## Request A
Please set down, word for word, the stretch of the article on Black unemployment from "As federal layoffs" through "the economy turns.".

In August 2025, the Black unemployment rate surged to 7.5% — about twice the rate for white workers (3.7%) and well above the national average of 4.3%. Washington, D.C., and Michigan had the highest Black unemployment rates in the second quarter of 2025, at 10.3% and 10%, respectively.
These numbers are not mere statistics — they signal families set back, dreams delayed, and communities left more vulnerable each time the economy falters.
For Black Americans, downturns hit harder, and recovery is slower. In these moments, only true wealth infrastructure — assets, homeownership, savings, and entrepreneurship — can anchor families and offer a genuine path forward.
As federal layoffs accelerate and key industries shed workers, families without assets face a familiar crisis: unemployment that threatens not just monthly bills, but housing stability and children’s futures. Black workers bear the heaviest burden, losing jobs first and finding new ones last each time the economy turns.
The promise of the family self-sufficiency program
One model stands out: the Family Self-Sufficiency (FSS) program, HUD’s proven approach for helping low-income families turn rental assistance into long-term wealth. As participants’ incomes rise, so do their savings — thanks to an innovative escrow account that captures what otherwise would have gone toward higher rent. By graduation, many families have enough for a down payment, tuition, or even a small business venture. With $141 million in federal appropriations for 2025, FSS is a rare example of scalable, bipartisan anti-poverty policy — yet it faces perennial funding threats that put its gains at risk.
Asset-building programs like FSS, which Congress has protected even as recent budgets have targeted them for cuts, are essential to help families weather unemployment, avoid eviction, and create security that income alone cannot guarantee. In the wake of these disruptions, Black wealth infrastructure isn’t just important; it is essential for community and generational resilience. The effects are visible in lives transformed.
Take Marisabel, who entered the FSS Homeownership Track in Massachusetts as a renter struggling to get ahead. Through steady work, saving, and coaching, she bought her first home — turning uncertainty into lasting security for her family. Likewise, Tanisha Durrett, a single mother, became the proud owner of a bookkeeping business after completing FSS, crediting the program’s financial coaching for her leap into entrepreneurship.
Closing the racial wealth gap
However, even diligent saving can’t close the racial wealth gap alone. The pathways to prosperity increasingly run through new engines of economic growth —
like clean energy, a $23 trillion market by 2030, expected to generate
over a million jobs in the coming years. Yet Black Americans currently
hold only 8% of jobs in the sector and own less than 1% of its
companies. Even as industry leaders clamor to hire — “We need to hire
500,000 people in the next decade,” says Jason Grumet of the American
Clean Power Association — systemic barriers persist.

## Given data
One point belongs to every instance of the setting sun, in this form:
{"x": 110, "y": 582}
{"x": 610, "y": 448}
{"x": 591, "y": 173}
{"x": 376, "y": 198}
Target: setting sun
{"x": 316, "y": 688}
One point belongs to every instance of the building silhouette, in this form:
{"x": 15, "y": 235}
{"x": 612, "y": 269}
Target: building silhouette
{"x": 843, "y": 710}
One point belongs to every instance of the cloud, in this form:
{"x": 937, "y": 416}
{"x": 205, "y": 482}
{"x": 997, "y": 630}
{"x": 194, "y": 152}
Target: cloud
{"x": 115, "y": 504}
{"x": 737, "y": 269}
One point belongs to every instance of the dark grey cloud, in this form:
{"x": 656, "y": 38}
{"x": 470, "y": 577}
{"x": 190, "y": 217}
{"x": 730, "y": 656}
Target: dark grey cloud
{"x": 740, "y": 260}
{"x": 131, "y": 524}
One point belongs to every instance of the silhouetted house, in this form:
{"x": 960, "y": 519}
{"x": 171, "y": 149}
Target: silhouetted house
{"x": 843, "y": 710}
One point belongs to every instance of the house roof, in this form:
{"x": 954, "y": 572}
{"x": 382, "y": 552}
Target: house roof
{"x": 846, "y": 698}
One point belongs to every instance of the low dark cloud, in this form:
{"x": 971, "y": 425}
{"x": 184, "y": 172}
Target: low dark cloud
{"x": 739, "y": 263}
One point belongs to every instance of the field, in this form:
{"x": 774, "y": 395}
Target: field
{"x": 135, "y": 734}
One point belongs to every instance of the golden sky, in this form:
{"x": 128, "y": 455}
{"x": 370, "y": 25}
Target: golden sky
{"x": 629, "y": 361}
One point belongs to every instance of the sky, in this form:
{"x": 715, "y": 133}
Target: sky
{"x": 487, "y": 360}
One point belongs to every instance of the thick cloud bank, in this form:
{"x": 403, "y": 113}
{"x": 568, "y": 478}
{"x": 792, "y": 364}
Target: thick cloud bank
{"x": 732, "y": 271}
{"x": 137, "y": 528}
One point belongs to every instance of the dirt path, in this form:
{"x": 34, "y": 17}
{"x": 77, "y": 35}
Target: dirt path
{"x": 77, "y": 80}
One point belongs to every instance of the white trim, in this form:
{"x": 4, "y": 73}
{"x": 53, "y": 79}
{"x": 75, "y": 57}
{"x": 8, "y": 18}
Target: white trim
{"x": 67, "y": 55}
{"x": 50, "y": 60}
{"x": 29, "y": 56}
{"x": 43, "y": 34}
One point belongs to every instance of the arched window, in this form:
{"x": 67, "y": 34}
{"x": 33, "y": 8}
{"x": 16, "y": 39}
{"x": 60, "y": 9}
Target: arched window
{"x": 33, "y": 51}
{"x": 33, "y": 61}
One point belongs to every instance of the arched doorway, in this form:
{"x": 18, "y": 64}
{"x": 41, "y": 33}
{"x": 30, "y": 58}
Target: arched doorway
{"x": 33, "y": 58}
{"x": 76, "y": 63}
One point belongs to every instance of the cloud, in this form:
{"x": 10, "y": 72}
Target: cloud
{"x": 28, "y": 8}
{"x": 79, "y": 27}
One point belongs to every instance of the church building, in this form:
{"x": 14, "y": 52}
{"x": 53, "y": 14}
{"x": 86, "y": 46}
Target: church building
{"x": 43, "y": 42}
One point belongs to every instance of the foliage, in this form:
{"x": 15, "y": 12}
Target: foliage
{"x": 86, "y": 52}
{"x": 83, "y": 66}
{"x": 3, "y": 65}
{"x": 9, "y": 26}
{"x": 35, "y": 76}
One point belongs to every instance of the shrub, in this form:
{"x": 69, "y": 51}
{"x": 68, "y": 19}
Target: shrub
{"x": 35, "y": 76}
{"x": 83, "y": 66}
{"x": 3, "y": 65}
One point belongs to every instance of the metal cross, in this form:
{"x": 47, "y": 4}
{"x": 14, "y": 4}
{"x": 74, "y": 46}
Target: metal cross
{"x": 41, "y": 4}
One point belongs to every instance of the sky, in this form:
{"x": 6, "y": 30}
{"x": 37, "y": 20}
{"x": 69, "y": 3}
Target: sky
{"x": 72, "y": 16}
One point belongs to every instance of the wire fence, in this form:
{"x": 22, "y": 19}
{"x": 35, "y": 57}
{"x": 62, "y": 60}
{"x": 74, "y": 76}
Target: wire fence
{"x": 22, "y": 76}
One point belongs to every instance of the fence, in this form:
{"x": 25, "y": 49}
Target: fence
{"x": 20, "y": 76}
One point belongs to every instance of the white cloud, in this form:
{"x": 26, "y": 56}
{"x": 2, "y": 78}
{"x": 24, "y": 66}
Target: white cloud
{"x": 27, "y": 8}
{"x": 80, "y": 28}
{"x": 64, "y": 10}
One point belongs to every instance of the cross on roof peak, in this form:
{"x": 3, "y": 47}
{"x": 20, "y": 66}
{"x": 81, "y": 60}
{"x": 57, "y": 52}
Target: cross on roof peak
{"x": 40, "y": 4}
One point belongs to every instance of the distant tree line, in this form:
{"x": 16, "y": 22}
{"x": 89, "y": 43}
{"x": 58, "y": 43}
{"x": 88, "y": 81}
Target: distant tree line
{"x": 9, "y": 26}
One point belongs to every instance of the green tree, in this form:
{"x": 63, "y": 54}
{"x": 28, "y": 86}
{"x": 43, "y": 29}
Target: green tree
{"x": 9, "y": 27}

## Request B
Output the stretch of the entries from the line containing "One point belongs to every instance of the fence, in" through the last line of the entries as a JSON list of strings, one string per line, skipping blank lines.

## Correct response A
As federal layoffs accelerate and key industries shed workers, families without assets face a familiar crisis: unemployment that threatens not just monthly bills, but housing stability and children’s futures. Black workers bear the heaviest burden, losing jobs first and finding new ones last each time the economy turns.

## Correct response B
[
  "One point belongs to every instance of the fence, in this form:",
  "{\"x\": 25, \"y\": 49}",
  "Target: fence",
  "{\"x\": 20, \"y\": 76}",
  "One point belongs to every instance of the white cloud, in this form:",
  "{\"x\": 26, \"y\": 56}",
  "{\"x\": 2, \"y\": 78}",
  "{\"x\": 24, \"y\": 66}",
  "Target: white cloud",
  "{\"x\": 27, \"y\": 8}",
  "{\"x\": 80, \"y\": 28}",
  "{\"x\": 64, \"y\": 10}",
  "One point belongs to every instance of the cross on roof peak, in this form:",
  "{\"x\": 3, \"y\": 47}",
  "{\"x\": 20, \"y\": 66}",
  "{\"x\": 81, \"y\": 60}",
  "{\"x\": 57, \"y\": 52}",
  "Target: cross on roof peak",
  "{\"x\": 40, \"y\": 4}",
  "One point belongs to every instance of the distant tree line, in this form:",
  "{\"x\": 16, \"y\": 22}",
  "{\"x\": 89, \"y\": 43}",
  "{\"x\": 58, \"y\": 43}",
  "{\"x\": 88, \"y\": 81}",
  "Target: distant tree line",
  "{\"x\": 9, \"y\": 26}",
  "One point belongs to every instance of the green tree, in this form:",
  "{\"x\": 63, \"y\": 54}",
  "{\"x\": 28, \"y\": 86}",
  "{\"x\": 43, \"y\": 29}",
  "Target: green tree",
  "{\"x\": 9, \"y\": 27}"
]